Saved entries:
- - -

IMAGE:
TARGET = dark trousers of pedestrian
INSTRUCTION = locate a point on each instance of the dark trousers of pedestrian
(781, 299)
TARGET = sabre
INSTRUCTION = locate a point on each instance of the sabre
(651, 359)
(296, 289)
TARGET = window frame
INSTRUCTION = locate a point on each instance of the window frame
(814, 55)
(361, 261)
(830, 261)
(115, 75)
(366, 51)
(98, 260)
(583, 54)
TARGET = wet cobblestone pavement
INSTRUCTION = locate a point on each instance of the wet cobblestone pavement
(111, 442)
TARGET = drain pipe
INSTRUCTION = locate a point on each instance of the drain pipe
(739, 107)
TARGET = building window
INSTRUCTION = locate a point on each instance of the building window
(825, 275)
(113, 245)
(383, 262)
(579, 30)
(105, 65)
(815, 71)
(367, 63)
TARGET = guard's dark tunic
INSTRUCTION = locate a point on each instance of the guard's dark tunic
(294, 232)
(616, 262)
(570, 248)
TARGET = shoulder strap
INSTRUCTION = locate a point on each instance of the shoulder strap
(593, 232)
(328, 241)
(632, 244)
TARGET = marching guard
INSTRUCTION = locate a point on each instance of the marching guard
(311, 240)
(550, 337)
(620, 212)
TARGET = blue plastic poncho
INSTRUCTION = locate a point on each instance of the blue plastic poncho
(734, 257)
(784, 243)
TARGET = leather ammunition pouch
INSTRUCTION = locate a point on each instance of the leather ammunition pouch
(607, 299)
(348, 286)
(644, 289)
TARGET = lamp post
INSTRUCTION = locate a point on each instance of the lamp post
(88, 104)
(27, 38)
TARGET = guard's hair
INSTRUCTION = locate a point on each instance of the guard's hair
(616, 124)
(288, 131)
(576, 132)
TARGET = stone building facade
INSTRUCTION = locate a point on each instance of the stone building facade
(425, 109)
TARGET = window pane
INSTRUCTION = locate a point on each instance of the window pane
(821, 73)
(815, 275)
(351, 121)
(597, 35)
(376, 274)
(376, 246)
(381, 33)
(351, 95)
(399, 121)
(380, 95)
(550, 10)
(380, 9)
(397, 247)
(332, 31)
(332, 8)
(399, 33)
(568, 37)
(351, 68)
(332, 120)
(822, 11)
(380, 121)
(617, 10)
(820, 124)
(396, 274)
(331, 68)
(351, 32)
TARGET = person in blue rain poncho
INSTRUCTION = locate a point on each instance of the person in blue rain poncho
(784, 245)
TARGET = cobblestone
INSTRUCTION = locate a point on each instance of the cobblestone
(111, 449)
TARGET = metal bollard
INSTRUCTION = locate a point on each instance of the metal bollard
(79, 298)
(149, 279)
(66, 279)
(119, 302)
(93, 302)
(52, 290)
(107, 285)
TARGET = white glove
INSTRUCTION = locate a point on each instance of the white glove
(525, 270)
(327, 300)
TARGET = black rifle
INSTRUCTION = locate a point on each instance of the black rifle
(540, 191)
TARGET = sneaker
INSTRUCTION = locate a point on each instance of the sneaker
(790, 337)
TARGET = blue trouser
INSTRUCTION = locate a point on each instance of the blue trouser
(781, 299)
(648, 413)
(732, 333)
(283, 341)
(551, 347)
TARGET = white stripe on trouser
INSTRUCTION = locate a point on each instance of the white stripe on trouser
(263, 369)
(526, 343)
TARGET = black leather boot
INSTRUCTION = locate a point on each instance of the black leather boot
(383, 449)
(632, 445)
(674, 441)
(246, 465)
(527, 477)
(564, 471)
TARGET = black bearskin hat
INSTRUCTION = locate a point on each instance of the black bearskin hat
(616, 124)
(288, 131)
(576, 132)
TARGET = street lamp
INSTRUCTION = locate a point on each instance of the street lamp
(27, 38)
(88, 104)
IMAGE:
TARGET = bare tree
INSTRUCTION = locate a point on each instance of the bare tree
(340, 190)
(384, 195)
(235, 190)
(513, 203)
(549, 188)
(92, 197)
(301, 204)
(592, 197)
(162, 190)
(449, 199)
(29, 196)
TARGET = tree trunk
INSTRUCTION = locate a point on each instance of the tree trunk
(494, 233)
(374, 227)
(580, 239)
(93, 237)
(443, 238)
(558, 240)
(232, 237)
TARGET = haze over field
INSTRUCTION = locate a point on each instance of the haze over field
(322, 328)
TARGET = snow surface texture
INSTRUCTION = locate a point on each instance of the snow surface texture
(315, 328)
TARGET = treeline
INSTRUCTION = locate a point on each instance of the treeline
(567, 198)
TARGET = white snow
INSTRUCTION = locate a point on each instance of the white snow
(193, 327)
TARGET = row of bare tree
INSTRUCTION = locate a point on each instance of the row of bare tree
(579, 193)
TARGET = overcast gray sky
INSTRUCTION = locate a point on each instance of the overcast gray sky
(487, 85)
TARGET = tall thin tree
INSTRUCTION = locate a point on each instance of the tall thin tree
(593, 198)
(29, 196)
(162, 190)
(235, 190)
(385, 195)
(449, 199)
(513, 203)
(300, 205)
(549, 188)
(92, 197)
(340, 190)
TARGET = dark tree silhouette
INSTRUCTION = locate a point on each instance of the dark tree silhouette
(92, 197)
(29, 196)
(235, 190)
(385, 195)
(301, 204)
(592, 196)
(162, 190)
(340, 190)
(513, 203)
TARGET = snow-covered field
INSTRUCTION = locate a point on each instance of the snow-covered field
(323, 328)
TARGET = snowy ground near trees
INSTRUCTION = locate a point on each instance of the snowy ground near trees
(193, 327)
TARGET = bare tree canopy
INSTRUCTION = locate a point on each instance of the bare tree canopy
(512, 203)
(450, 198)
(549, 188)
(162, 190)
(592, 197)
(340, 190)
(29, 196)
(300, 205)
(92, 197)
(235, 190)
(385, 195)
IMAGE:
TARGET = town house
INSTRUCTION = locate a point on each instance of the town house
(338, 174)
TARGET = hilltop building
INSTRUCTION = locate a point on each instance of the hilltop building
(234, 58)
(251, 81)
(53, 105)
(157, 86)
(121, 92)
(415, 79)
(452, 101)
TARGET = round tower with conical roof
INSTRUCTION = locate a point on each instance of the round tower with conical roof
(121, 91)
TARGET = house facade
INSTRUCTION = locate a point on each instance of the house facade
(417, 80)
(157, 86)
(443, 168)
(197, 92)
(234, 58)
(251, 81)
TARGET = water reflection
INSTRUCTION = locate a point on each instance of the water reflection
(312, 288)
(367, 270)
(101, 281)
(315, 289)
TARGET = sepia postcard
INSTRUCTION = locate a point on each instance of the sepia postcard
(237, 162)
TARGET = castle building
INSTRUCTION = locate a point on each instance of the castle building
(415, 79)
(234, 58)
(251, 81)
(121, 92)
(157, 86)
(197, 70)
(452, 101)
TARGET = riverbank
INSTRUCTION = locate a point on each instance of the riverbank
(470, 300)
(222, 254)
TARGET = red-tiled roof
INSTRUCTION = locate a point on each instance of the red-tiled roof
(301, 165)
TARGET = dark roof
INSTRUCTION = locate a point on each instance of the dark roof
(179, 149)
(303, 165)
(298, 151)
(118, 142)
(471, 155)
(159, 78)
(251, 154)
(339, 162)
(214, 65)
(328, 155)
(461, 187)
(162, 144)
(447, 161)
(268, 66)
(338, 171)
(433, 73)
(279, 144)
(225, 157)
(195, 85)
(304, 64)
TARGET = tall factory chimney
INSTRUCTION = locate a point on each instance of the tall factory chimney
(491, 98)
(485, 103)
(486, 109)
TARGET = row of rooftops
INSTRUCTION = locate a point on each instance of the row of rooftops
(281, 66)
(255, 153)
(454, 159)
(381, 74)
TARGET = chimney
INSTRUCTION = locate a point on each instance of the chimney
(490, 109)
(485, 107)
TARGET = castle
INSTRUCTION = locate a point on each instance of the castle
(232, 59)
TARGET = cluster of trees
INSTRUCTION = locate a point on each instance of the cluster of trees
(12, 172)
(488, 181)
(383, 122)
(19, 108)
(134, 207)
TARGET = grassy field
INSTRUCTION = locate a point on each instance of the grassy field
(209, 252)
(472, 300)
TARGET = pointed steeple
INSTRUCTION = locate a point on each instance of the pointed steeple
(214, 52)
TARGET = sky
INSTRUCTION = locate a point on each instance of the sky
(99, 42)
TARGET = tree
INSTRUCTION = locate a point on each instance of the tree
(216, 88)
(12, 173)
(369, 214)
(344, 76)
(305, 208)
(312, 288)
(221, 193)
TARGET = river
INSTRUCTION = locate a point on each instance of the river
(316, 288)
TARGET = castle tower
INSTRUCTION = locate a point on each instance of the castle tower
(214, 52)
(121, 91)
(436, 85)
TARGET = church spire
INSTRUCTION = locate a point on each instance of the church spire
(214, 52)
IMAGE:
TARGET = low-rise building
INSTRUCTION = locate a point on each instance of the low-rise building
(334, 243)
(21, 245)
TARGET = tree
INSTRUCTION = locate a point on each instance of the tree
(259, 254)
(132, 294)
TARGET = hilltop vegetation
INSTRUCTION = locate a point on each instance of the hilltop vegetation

- - -

> [Action item]: Give back exactly the lines above starting at the line where "INSTRUCTION = locate a point on each instance of the pointed" appears and ending at the line where "TARGET = church spire" appears, both included, with no other lines.

> [Answer]:
INSTRUCTION = locate a point on each instance of the pointed steeple
(214, 52)
TARGET = sky
INSTRUCTION = locate a point on each instance of the sky
(99, 42)
TARGET = tree
INSTRUCTION = locate a point on each instance of the tree
(216, 88)
(12, 173)
(369, 214)
(344, 76)
(305, 208)
(312, 288)
(221, 193)
TARGET = river
INSTRUCTION = locate a point on each instance of the river
(316, 288)
TARGET = castle tower
INSTRUCTION = locate a point on each instance of the castle tower
(214, 52)
(121, 91)
(436, 85)
TARGET = church spire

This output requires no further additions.